▶ _What you should do_: Rewrite every line of the records below as a numbered list, skipping the blank lines.

▶ _Records supplied_:
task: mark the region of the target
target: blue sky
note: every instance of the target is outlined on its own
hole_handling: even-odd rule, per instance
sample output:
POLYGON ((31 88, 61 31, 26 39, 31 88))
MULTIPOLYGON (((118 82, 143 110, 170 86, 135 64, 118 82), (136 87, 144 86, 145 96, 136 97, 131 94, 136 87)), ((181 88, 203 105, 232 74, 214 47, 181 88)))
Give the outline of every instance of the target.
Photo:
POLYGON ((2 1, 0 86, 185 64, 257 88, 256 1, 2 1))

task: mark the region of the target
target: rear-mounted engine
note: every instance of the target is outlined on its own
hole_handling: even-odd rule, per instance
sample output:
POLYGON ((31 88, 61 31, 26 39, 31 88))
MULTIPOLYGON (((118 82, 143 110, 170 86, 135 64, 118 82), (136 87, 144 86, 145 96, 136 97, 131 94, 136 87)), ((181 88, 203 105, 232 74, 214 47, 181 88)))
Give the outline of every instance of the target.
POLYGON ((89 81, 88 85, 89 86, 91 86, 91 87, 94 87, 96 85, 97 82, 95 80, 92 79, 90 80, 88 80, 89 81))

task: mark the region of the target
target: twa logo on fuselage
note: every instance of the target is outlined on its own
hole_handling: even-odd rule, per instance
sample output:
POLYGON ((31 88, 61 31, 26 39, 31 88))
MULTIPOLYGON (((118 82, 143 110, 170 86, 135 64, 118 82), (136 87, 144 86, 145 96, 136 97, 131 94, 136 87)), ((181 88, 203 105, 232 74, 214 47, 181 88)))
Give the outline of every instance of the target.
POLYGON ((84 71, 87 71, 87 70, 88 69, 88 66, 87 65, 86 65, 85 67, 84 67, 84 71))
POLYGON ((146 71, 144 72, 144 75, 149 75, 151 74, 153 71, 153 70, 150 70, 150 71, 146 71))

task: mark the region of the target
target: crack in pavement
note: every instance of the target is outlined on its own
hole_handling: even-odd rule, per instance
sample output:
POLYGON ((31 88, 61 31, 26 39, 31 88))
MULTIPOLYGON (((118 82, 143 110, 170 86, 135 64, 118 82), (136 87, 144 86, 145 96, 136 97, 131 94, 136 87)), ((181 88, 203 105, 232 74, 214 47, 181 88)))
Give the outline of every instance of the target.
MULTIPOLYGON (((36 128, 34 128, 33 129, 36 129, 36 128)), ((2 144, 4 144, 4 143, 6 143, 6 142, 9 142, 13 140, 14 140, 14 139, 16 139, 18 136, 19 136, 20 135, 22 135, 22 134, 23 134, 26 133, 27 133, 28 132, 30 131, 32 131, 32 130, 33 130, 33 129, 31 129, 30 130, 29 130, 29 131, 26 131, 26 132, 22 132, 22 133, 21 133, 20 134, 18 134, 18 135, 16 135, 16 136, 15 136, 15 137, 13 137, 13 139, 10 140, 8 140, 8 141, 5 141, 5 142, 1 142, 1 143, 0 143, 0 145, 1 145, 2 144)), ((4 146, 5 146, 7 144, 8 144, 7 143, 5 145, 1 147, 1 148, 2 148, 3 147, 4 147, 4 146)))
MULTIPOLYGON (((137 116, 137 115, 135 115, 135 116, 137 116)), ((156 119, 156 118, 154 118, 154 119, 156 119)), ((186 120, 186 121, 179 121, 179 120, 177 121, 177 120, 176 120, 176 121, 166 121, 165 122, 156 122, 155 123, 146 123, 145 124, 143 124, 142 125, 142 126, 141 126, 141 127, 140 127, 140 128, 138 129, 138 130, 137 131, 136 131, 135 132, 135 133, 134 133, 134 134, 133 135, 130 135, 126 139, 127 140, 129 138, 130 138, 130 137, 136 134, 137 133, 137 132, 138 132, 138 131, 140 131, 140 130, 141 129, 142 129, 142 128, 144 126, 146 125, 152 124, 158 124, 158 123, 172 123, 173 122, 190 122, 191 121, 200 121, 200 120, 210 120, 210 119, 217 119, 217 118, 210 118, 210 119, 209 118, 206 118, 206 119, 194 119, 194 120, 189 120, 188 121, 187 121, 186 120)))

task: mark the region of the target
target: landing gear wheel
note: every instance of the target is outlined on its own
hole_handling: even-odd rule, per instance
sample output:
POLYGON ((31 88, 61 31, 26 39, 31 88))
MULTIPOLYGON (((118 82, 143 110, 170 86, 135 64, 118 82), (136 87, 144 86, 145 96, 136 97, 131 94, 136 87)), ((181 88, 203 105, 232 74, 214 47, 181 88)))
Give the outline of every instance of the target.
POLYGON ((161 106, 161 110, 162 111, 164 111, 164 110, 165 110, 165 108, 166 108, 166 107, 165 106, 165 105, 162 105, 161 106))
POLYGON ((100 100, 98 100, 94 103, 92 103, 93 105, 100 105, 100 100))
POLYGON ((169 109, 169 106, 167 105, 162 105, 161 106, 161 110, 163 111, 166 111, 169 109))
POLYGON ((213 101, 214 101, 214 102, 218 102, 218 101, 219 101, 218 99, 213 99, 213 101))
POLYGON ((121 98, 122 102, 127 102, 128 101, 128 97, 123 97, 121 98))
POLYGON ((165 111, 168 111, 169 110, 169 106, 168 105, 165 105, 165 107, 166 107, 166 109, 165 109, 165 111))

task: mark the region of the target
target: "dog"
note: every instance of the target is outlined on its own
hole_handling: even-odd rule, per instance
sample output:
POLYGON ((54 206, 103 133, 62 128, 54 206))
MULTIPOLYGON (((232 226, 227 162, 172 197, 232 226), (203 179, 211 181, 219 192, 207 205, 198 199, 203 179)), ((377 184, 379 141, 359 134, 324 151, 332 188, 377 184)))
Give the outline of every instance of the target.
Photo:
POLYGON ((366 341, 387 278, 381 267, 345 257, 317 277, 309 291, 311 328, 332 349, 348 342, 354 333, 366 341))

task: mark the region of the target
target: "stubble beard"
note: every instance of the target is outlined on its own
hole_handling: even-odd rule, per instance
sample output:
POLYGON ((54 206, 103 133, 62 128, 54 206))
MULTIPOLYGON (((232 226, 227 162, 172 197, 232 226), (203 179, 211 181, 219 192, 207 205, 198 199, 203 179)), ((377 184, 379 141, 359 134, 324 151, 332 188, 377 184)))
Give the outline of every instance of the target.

▶ _Full response_:
1. task: mark the region of the target
2. target: blue sky
3. note: every instance of the target is outlined on its own
4. hole_handling: even-odd rule, per instance
5. sample output:
6. POLYGON ((31 88, 61 31, 26 39, 31 88))
7. MULTIPOLYGON (((118 82, 143 110, 170 86, 135 64, 118 82), (136 87, 144 86, 145 96, 136 97, 131 94, 136 87)), ((181 88, 203 105, 232 74, 214 47, 181 88)))
8. Give the outline of every instance of the target.
9. Photo:
10. POLYGON ((2 1, 0 86, 185 64, 257 88, 256 1, 2 1))
11. task: mark the region of the target
12. target: rear-mounted engine
13. note: every instance of the target is outlined on its own
14. hole_handling: even-odd rule, per instance
15. sample output:
16. POLYGON ((31 88, 61 31, 26 39, 31 88))
17. MULTIPOLYGON (((118 82, 143 110, 170 86, 135 64, 118 82), (136 87, 144 86, 145 96, 136 97, 131 94, 136 87)), ((181 88, 203 105, 232 74, 214 47, 181 88)))
18. Give the outline of every instance of the target.
19. POLYGON ((89 81, 88 85, 89 86, 91 86, 91 87, 94 87, 96 85, 97 82, 95 80, 92 79, 90 80, 88 80, 89 81))
20. task: mark the region of the target
21. target: twa logo on fuselage
22. note: every instance of the target is outlined on its own
23. hole_handling: even-odd rule, per instance
24. sample output:
25. POLYGON ((31 88, 61 31, 26 39, 31 88))
26. MULTIPOLYGON (((118 82, 143 110, 170 86, 135 64, 118 82), (136 87, 144 86, 145 96, 136 97, 131 94, 136 87)), ((181 88, 203 105, 232 74, 214 47, 181 88)))
27. Give the outline of every instance of the target.
28. POLYGON ((84 71, 87 71, 87 70, 88 69, 88 66, 87 65, 86 65, 85 67, 84 67, 84 71))
29. POLYGON ((146 71, 144 72, 144 75, 149 75, 151 74, 153 71, 153 70, 150 70, 150 71, 146 71))
30. task: mark the region of the target
31. target: crack in pavement
32. note: every instance of the target is outlined on its own
33. hole_handling: even-odd rule, per instance
34. sample output:
35. POLYGON ((31 88, 61 31, 26 39, 31 88))
36. MULTIPOLYGON (((118 82, 143 110, 170 86, 135 64, 118 82), (136 87, 144 86, 145 96, 136 97, 131 94, 136 87)), ((181 88, 203 105, 232 74, 214 47, 181 88)))
37. Give the outline of every instance of the target.
38. MULTIPOLYGON (((36 128, 34 128, 33 129, 36 129, 36 128)), ((2 144, 4 144, 4 143, 6 143, 6 142, 9 142, 13 140, 14 140, 14 139, 16 139, 18 136, 19 136, 20 135, 22 135, 22 134, 23 134, 26 133, 27 133, 28 132, 30 131, 32 131, 32 130, 33 130, 33 129, 31 129, 30 130, 29 130, 29 131, 26 131, 26 132, 22 132, 22 133, 21 133, 20 134, 18 134, 18 135, 16 135, 16 136, 15 136, 15 137, 13 137, 13 139, 10 140, 8 140, 8 141, 5 141, 5 142, 1 142, 1 143, 0 143, 0 145, 1 145, 2 144)), ((4 146, 5 146, 7 144, 8 144, 7 143, 5 145, 1 147, 1 148, 2 148, 3 147, 4 147, 4 146)))
39. MULTIPOLYGON (((137 116, 137 115, 135 115, 135 116, 137 116)), ((156 119, 156 118, 154 118, 154 119, 156 119)), ((186 120, 186 121, 179 121, 179 120, 177 121, 177 120, 176 120, 176 121, 166 121, 165 122, 156 122, 155 123, 146 123, 145 124, 143 124, 142 125, 142 126, 141 126, 141 127, 140 127, 140 128, 138 129, 138 130, 137 131, 136 131, 135 132, 135 133, 134 133, 134 134, 133 135, 130 135, 126 139, 127 140, 129 138, 130 138, 130 137, 136 134, 137 133, 137 132, 138 132, 138 131, 140 131, 140 130, 141 129, 142 129, 142 128, 144 126, 146 125, 152 124, 158 124, 158 123, 172 123, 173 122, 190 122, 191 121, 200 121, 200 120, 210 120, 210 119, 217 119, 217 118, 210 118, 210 119, 209 118, 206 118, 206 119, 194 119, 194 120, 189 120, 188 121, 187 121, 186 120)))
40. task: mark the region of the target
41. target: landing gear wheel
42. note: every instance of the target is outlined on its own
43. hole_handling: even-odd rule, per instance
44. sample output:
45. POLYGON ((31 88, 61 31, 26 39, 31 88))
46. MULTIPOLYGON (((118 82, 143 110, 170 86, 135 64, 118 82), (136 87, 144 86, 145 96, 136 97, 131 94, 136 87)), ((181 88, 203 105, 232 74, 214 47, 181 88)))
47. Give the outline of every instance of the target.
48. POLYGON ((161 106, 161 110, 162 111, 164 111, 164 110, 165 110, 165 108, 166 108, 166 107, 165 106, 165 105, 162 105, 161 106))
49. POLYGON ((100 100, 98 100, 94 103, 92 103, 93 105, 100 105, 100 100))
50. POLYGON ((169 109, 169 106, 167 105, 162 105, 161 106, 161 110, 163 111, 166 111, 169 109))
51. POLYGON ((213 101, 214 101, 214 102, 218 102, 218 101, 219 101, 218 99, 213 99, 213 101))
52. POLYGON ((121 98, 122 102, 127 102, 128 101, 128 97, 123 97, 121 98))
53. POLYGON ((165 111, 168 111, 169 110, 169 106, 168 105, 165 105, 165 107, 166 107, 166 109, 165 109, 165 111))
54. task: mark the region of the target
55. target: "dog"
56. note: every instance of the target is outlined on its own
57. hole_handling: even-odd rule, per instance
58. sample output:
59. POLYGON ((54 206, 103 133, 62 128, 54 206))
60. MULTIPOLYGON (((232 226, 227 162, 172 197, 232 226), (203 179, 211 181, 219 192, 207 205, 198 199, 203 179)), ((377 184, 379 141, 359 134, 324 151, 332 188, 377 184)))
61. Give the outline of every instance of the target.
62. Photo:
63. POLYGON ((366 341, 387 278, 381 267, 345 257, 317 277, 309 291, 311 328, 332 349, 348 342, 354 333, 366 341))
64. task: mark the region of the target
65. target: "stubble beard"
66. note: every instance of the target is outlined on its own
67. hole_handling: even-odd rule, per instance
68. sample output:
69. POLYGON ((54 206, 103 133, 62 128, 54 206))
70. MULTIPOLYGON (((232 226, 227 162, 172 197, 232 226), (203 179, 211 181, 219 192, 207 205, 198 199, 203 179)), ((377 184, 379 141, 359 134, 324 151, 332 188, 377 184)))
71. Give the outline of every instance of the target.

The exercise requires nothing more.